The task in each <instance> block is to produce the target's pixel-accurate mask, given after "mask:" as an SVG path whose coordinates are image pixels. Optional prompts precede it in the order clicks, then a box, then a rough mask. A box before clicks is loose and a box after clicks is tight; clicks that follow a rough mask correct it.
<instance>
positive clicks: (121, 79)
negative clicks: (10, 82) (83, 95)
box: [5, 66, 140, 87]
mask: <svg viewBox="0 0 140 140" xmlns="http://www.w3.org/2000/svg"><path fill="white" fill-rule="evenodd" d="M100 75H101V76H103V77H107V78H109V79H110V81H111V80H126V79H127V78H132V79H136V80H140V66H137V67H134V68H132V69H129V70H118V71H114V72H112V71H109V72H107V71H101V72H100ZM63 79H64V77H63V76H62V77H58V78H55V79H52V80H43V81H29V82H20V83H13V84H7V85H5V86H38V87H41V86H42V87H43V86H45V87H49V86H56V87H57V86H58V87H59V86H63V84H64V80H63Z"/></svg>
+--
Reproduce every line of the records above verbatim, with nothing changed or left out.

The task in each <instance> block is to produce the target's pixel-accurate mask, given after "mask:" as an SVG path whose coordinates are image pixels. Optional prompts precede it in the order clicks, then a box, then a rough mask. A box before clicks is loose and a box after clicks is tight; clicks that follow a rough mask correct it.
<instance>
positive clicks: (121, 79)
negative clicks: (10, 82) (83, 95)
box: [5, 66, 140, 87]
mask: <svg viewBox="0 0 140 140" xmlns="http://www.w3.org/2000/svg"><path fill="white" fill-rule="evenodd" d="M100 75H101V76H103V77H107V78H109V79H110V81H111V80H126V79H127V78H132V79H136V80H140V66H137V67H134V68H132V69H129V70H118V71H114V72H112V71H109V72H107V71H101V72H100ZM63 79H64V77H63V76H62V77H58V78H55V79H52V80H43V81H29V82H20V83H13V84H7V85H5V86H38V87H41V86H42V87H43V86H45V87H49V86H56V87H57V86H58V87H59V86H63V84H64V80H63Z"/></svg>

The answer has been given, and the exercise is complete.